"""

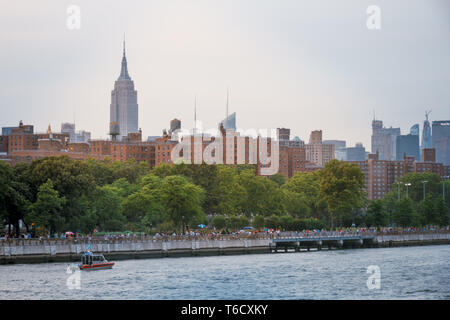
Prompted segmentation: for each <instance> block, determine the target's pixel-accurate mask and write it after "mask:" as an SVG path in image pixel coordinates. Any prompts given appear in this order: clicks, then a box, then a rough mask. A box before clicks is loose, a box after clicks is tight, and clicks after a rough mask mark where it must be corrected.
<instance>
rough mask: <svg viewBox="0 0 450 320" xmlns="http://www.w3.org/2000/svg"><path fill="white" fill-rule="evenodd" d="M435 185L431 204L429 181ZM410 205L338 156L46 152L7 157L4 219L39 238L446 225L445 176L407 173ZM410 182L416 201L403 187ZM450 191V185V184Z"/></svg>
mask: <svg viewBox="0 0 450 320" xmlns="http://www.w3.org/2000/svg"><path fill="white" fill-rule="evenodd" d="M424 179H426V180H427V181H428V183H427V185H426V187H427V188H428V189H427V193H426V198H425V200H423V199H421V195H422V193H421V190H422V189H421V188H422V183H419V182H420V181H423V180H424ZM401 182H402V183H403V186H402V188H401V190H400V191H401V197H400V198H401V201H397V200H398V199H397V193H396V189H395V188H393V190H392V192H391V193H389V194H388V195H387V196H386V197H385V198H384V199H382V200H378V201H367V197H366V190H365V187H364V175H363V173H362V171H361V170H360V168H359V167H358V166H356V165H353V164H349V163H346V162H342V161H338V160H332V161H330V162H328V163H327V164H326V165H325V167H324V168H323V169H322V170H318V171H315V172H312V173H307V172H305V173H297V174H296V175H294V176H293V177H292V178H290V179H288V180H287V179H285V178H284V176H283V175H280V174H277V175H273V176H270V177H260V176H256V175H255V170H254V167H253V166H250V165H237V166H227V165H206V164H202V165H188V164H178V165H160V166H157V167H155V168H153V169H152V170H150V168H149V166H148V164H147V163H145V162H141V163H138V162H136V161H134V160H130V161H127V162H111V161H97V160H93V159H89V160H86V161H80V160H72V159H70V158H68V157H66V156H61V157H47V158H42V159H38V160H34V161H33V162H31V164H29V165H27V164H24V163H20V164H17V165H15V166H10V165H9V164H7V163H5V162H0V219H1V220H0V221H1V222H2V224H3V225H9V226H13V227H12V228H11V229H10V230H9V232H11V233H12V232H16V233H19V221H20V220H22V221H23V222H24V223H25V226H26V228H27V229H28V230H31V229H33V228H34V229H35V230H36V232H37V233H39V234H45V233H50V234H53V233H55V232H64V231H68V230H71V231H74V232H75V231H78V230H80V231H81V232H83V233H89V232H92V231H93V230H94V229H97V230H98V231H107V232H113V231H124V230H130V231H144V232H150V231H151V230H160V231H170V230H177V231H182V230H186V229H188V228H190V229H195V228H197V226H198V225H199V224H206V225H210V226H214V227H216V228H217V229H224V228H228V229H233V230H235V229H239V228H242V227H245V226H250V225H252V226H254V227H255V228H263V227H268V228H282V229H286V230H303V229H321V228H324V227H325V228H335V227H349V226H352V225H356V226H386V225H388V224H393V223H395V224H397V225H401V226H409V225H428V224H435V225H446V224H448V203H447V202H444V201H443V200H442V197H439V190H440V186H442V183H441V181H440V179H439V177H438V176H435V175H430V174H421V175H419V174H408V175H405V176H404V177H403V178H402V181H401ZM406 182H409V183H411V186H410V187H409V190H408V199H406V196H405V194H404V193H405V190H404V183H406ZM448 189H450V188H448Z"/></svg>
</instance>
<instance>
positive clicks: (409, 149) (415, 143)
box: [396, 134, 420, 161]
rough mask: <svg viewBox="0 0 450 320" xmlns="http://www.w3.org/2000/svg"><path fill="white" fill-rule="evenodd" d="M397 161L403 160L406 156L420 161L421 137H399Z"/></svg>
mask: <svg viewBox="0 0 450 320" xmlns="http://www.w3.org/2000/svg"><path fill="white" fill-rule="evenodd" d="M396 149H397V150H396V160H403V159H404V156H405V155H406V156H408V157H414V159H415V161H419V160H420V148H419V136H418V135H414V134H407V135H400V136H397V142H396Z"/></svg>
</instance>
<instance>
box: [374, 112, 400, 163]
mask: <svg viewBox="0 0 450 320" xmlns="http://www.w3.org/2000/svg"><path fill="white" fill-rule="evenodd" d="M399 135H400V128H392V127H391V128H383V121H381V120H375V119H374V120H373V121H372V153H377V152H378V157H379V159H380V160H395V158H396V143H397V136H399Z"/></svg>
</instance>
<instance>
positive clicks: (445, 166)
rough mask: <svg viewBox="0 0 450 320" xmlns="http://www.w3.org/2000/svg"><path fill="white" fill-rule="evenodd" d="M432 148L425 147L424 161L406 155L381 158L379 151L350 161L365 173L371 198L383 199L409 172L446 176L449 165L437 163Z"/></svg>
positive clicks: (374, 198)
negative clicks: (389, 159) (404, 176)
mask: <svg viewBox="0 0 450 320" xmlns="http://www.w3.org/2000/svg"><path fill="white" fill-rule="evenodd" d="M433 154H434V151H433V150H432V149H424V152H423V155H422V161H421V162H418V161H415V159H414V157H408V156H405V157H404V159H403V160H401V161H390V160H379V157H378V156H379V155H378V153H376V154H370V155H369V157H368V159H367V160H365V161H349V162H350V163H354V164H356V165H358V166H359V167H360V168H361V170H362V171H363V173H364V177H365V183H366V188H367V196H368V198H369V199H371V200H376V199H381V198H383V197H384V196H385V195H386V194H387V193H389V192H390V191H391V189H392V188H393V187H395V185H394V186H393V184H394V183H395V182H397V181H398V179H400V178H401V177H402V176H404V175H405V174H407V173H409V172H415V173H423V172H430V173H434V174H437V175H438V176H440V177H441V178H442V177H444V176H445V172H446V171H448V167H446V166H444V165H443V164H442V163H436V162H435V157H434V156H433Z"/></svg>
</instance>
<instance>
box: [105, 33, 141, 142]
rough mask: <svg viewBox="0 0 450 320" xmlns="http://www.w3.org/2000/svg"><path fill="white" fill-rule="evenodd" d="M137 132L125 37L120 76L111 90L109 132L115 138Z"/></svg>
mask: <svg viewBox="0 0 450 320" xmlns="http://www.w3.org/2000/svg"><path fill="white" fill-rule="evenodd" d="M136 132H138V104H137V91H136V90H134V82H133V81H132V80H131V78H130V76H129V75H128V67H127V58H126V55H125V39H124V41H123V56H122V68H121V71H120V76H119V78H118V79H117V80H116V82H115V83H114V90H112V92H111V106H110V132H109V134H110V135H111V136H112V137H113V138H115V137H116V136H118V137H119V140H122V137H126V136H127V135H128V133H136Z"/></svg>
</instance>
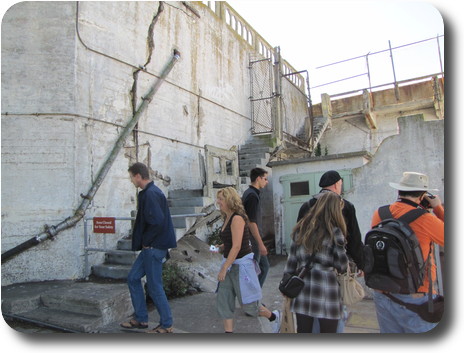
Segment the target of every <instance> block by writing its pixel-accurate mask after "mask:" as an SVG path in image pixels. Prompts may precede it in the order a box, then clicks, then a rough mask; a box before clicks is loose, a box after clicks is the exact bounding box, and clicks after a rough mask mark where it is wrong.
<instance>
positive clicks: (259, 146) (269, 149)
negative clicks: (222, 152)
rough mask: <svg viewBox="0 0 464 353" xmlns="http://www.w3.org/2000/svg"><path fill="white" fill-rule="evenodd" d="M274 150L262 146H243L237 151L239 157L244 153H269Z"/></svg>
mask: <svg viewBox="0 0 464 353" xmlns="http://www.w3.org/2000/svg"><path fill="white" fill-rule="evenodd" d="M273 150H274V149H273V148H272V147H267V146H262V145H248V144H247V145H243V146H242V147H240V150H239V151H238V154H239V156H240V155H242V154H246V153H263V154H264V153H271V152H272V151H273Z"/></svg>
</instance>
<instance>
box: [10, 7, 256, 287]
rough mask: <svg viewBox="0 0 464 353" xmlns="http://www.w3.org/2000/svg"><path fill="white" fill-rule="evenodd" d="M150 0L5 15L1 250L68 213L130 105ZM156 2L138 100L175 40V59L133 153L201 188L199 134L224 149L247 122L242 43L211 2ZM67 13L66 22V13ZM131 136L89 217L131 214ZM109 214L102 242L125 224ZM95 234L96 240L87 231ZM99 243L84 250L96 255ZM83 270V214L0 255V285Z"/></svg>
mask: <svg viewBox="0 0 464 353" xmlns="http://www.w3.org/2000/svg"><path fill="white" fill-rule="evenodd" d="M159 5H160V2H78V3H76V2H22V3H17V4H15V5H14V6H13V7H11V8H10V9H9V10H8V11H7V13H6V14H5V16H4V18H3V22H2V252H4V251H6V250H9V249H11V248H12V247H14V246H16V245H18V244H20V243H22V242H24V241H26V240H28V239H30V238H31V237H33V236H35V235H37V234H39V233H41V232H42V231H43V229H44V224H48V225H56V224H57V223H59V222H61V221H63V220H64V219H66V218H67V217H70V216H72V215H73V212H74V210H75V209H76V208H77V207H78V206H79V204H80V202H81V197H80V194H85V193H87V191H88V190H89V188H90V186H91V185H92V183H93V181H94V179H95V177H96V175H97V173H98V171H99V169H100V168H101V166H102V165H103V163H104V161H105V160H106V158H107V156H108V154H109V151H110V150H111V148H112V147H113V145H114V143H115V141H116V139H117V137H118V136H119V134H120V132H121V130H122V127H123V126H125V125H126V124H127V122H128V121H129V120H130V118H131V117H132V115H133V110H132V106H131V94H130V92H131V90H132V87H133V85H134V75H133V74H134V72H135V71H136V70H138V69H139V67H140V66H142V65H144V64H145V63H146V61H147V57H148V54H149V51H148V45H147V36H148V29H149V26H150V24H151V23H152V21H153V19H154V16H155V15H156V14H158V13H159V10H160V7H159ZM190 6H193V8H194V10H195V11H191V10H189V9H188V8H186V7H185V6H184V5H183V4H182V3H181V2H166V3H164V9H163V11H162V12H160V13H159V17H158V19H157V22H156V23H155V25H154V32H153V40H154V49H153V53H152V59H151V62H150V63H149V64H148V65H147V66H146V68H145V69H146V70H145V71H141V72H140V73H139V75H138V77H137V84H136V87H137V103H138V104H140V102H141V97H142V96H143V95H144V94H145V93H146V92H147V90H148V88H149V87H150V86H151V85H152V84H153V83H154V82H156V80H157V79H158V77H159V75H160V74H161V72H162V70H163V68H164V66H165V65H166V63H167V62H168V61H169V60H170V58H171V57H172V53H173V49H174V48H176V49H177V50H179V51H180V53H181V59H180V60H179V62H177V64H176V65H175V67H174V68H173V70H172V71H171V73H170V74H169V76H168V78H167V80H166V82H165V83H164V84H163V85H162V86H161V88H160V89H159V91H158V93H157V94H156V96H155V97H154V99H153V101H152V102H151V104H150V105H149V107H148V109H147V110H146V111H145V112H144V113H143V114H142V116H141V119H140V121H139V126H138V129H139V132H138V138H139V146H138V147H139V158H138V159H139V160H140V161H142V162H145V163H147V164H148V165H149V166H150V168H151V170H152V175H153V177H154V180H155V183H156V184H157V185H158V186H159V187H161V188H162V190H163V191H164V192H165V193H167V192H168V191H169V190H174V189H199V188H201V187H202V181H201V177H200V166H199V157H198V155H199V153H203V147H204V145H205V144H210V145H214V146H216V147H219V148H227V149H228V148H231V147H232V146H234V145H239V144H242V143H244V142H245V141H246V140H247V139H248V137H249V135H250V128H251V121H250V101H249V94H250V88H249V85H250V82H249V72H248V65H249V63H248V61H249V55H250V53H253V54H254V55H255V56H256V55H258V54H257V53H256V52H255V51H254V48H253V46H251V45H250V44H248V43H247V42H246V41H245V40H244V39H243V38H241V37H240V36H238V35H237V32H236V31H234V30H233V29H232V28H231V27H230V26H229V25H227V24H226V23H225V22H223V21H222V20H221V19H220V18H219V17H218V16H217V15H216V14H215V13H214V12H213V11H211V9H209V8H208V7H206V6H204V5H202V4H201V3H199V2H198V3H190ZM76 19H77V23H76ZM133 162H135V145H134V140H133V139H132V137H130V138H129V139H128V140H127V141H126V143H125V146H124V148H123V150H122V151H121V152H120V153H119V155H118V158H117V159H116V161H115V163H114V165H113V166H112V168H111V170H110V172H109V173H108V175H107V176H106V178H105V181H104V182H103V184H102V186H101V187H100V189H99V191H98V192H97V194H96V196H95V198H94V200H93V201H92V203H91V206H90V207H89V209H88V210H87V213H86V216H129V215H130V211H131V210H133V209H135V208H136V190H135V189H134V187H133V186H132V185H131V184H130V181H129V179H128V174H127V168H128V167H129V165H130V164H132V163H133ZM128 227H129V225H128V224H125V225H121V226H119V225H117V228H118V230H117V233H118V234H116V235H115V236H112V237H110V236H108V238H107V239H108V242H109V243H108V246H111V244H115V243H116V241H117V239H119V238H120V237H121V236H122V235H125V234H126V233H127V232H128ZM93 241H94V244H92V245H93V246H98V245H99V244H101V243H102V240H101V238H98V239H96V238H95V239H93ZM102 256H103V254H97V255H95V256H93V259H94V261H98V259H102ZM82 273H83V225H82V221H81V222H79V223H78V224H77V225H76V226H75V227H74V228H72V229H69V230H66V231H63V232H62V233H60V234H59V235H58V236H57V237H56V240H55V241H53V242H52V241H46V242H44V243H42V244H40V245H38V246H36V247H34V248H33V249H30V250H28V251H26V252H25V253H23V254H20V255H18V256H17V257H15V258H13V259H11V260H9V261H8V262H7V263H5V264H3V265H2V285H7V284H10V283H15V282H25V281H42V280H51V279H74V278H79V277H81V276H82Z"/></svg>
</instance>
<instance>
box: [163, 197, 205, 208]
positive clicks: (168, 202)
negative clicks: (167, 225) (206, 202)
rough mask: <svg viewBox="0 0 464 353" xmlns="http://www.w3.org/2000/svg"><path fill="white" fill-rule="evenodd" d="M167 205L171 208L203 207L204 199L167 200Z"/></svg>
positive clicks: (184, 199)
mask: <svg viewBox="0 0 464 353" xmlns="http://www.w3.org/2000/svg"><path fill="white" fill-rule="evenodd" d="M168 205H169V207H170V208H172V207H195V206H205V198H204V197H188V198H175V199H170V198H169V199H168Z"/></svg>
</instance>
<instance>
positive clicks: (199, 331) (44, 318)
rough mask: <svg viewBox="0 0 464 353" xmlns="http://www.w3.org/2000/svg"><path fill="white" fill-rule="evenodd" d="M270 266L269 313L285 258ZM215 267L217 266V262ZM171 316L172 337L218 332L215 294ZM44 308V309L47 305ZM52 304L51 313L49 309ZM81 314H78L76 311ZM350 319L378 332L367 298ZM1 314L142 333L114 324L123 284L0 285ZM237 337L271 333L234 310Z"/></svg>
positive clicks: (264, 325)
mask: <svg viewBox="0 0 464 353" xmlns="http://www.w3.org/2000/svg"><path fill="white" fill-rule="evenodd" d="M270 262H271V268H270V271H269V274H268V277H267V279H266V282H265V283H264V287H263V303H264V304H265V305H266V306H267V307H268V308H269V309H270V310H276V309H277V310H280V309H282V305H283V297H282V295H281V294H280V292H279V291H278V289H277V288H278V283H279V281H280V279H281V277H282V273H283V268H284V266H285V263H286V257H284V256H273V257H271V258H270ZM217 266H218V268H219V263H218V264H217ZM169 304H170V306H171V310H172V314H173V318H174V333H223V332H224V329H223V325H222V320H221V319H220V318H219V317H218V315H217V313H216V294H215V293H211V292H202V293H200V294H196V295H193V296H187V297H183V298H177V299H171V300H170V301H169ZM47 305H48V307H47ZM51 306H53V309H52V308H51ZM77 310H79V311H81V312H80V313H77V312H76V311H77ZM348 311H349V316H348V320H347V322H346V325H345V330H344V332H345V333H347V334H350V333H378V332H379V329H378V324H377V319H376V314H375V307H374V302H373V301H372V299H368V298H367V299H364V300H363V301H362V302H360V303H357V304H356V305H353V306H352V307H350V308H348ZM2 312H3V313H14V314H17V315H18V316H24V317H28V318H31V319H34V320H37V321H43V322H46V323H49V324H53V325H56V326H60V327H67V328H70V329H72V330H75V331H79V332H87V333H90V332H92V333H113V334H114V333H118V334H124V333H145V331H144V330H128V329H123V328H121V327H120V326H119V324H120V323H121V322H122V321H125V320H127V319H128V318H130V316H131V315H132V312H133V310H132V305H131V303H130V299H129V291H128V289H127V285H126V284H125V283H94V282H72V281H58V282H44V283H28V284H18V285H12V286H7V287H2ZM158 322H159V316H158V314H157V311H156V310H153V309H152V310H151V311H150V315H149V328H150V329H151V328H153V327H155V326H157V325H158ZM12 326H13V328H14V329H15V330H17V331H20V332H27V333H45V332H57V331H54V330H52V329H44V328H40V327H39V326H35V327H34V326H31V325H22V324H18V323H15V324H14V325H12ZM235 332H236V333H251V334H259V333H270V332H271V326H270V324H269V321H268V320H267V319H262V318H253V317H248V316H246V315H245V314H244V312H243V311H242V309H241V308H239V307H237V310H236V312H235Z"/></svg>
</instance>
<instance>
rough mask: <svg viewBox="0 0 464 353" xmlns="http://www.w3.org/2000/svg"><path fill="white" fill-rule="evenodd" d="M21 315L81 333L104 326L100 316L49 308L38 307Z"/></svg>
mask: <svg viewBox="0 0 464 353" xmlns="http://www.w3.org/2000/svg"><path fill="white" fill-rule="evenodd" d="M21 316H22V317H24V318H26V319H30V320H34V321H37V322H43V323H45V324H48V325H53V326H58V327H64V328H66V329H68V330H73V331H77V332H83V333H93V332H95V331H96V330H98V329H99V328H100V327H102V326H104V325H103V320H102V319H101V317H98V316H94V315H84V314H76V313H68V312H66V311H61V310H55V309H50V308H38V309H35V310H33V311H29V312H27V313H24V314H22V315H21Z"/></svg>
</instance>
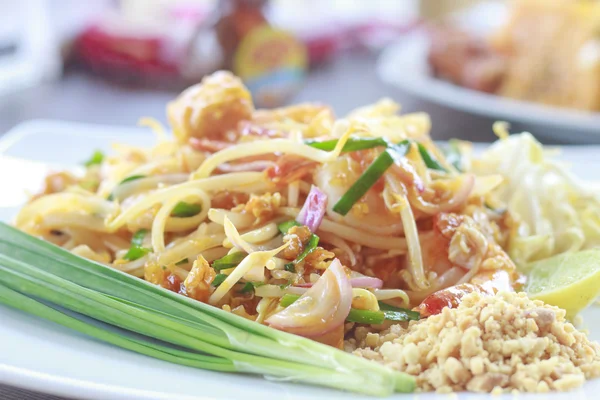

"""

*WORK ITEM*. Lines above that contain the string "where" make up the answer.

*WRITTEN SOLUTION*.
Prompted segmentation: for each <instance> block, determine the target's pixel-accurate mask and write it after "mask:" as an SVG path in image pixel coordinates. Any prompts given appear in this order: clicks, then a box, then a rough mask. A box before clicks is loose, a box after clicks is tight, and clicks after a rough mask mark where it must be corrected.
Segment the target of every <instance> block by writing its pixel-accurate mask after "mask:" as an SVG path in image pixels. Prompts may precede it in the order a box, then clicks, then a rough mask; a box before clicks is loose, a box after clicks is the exact bounding box, and clicks after a rough mask mark where it is wrong.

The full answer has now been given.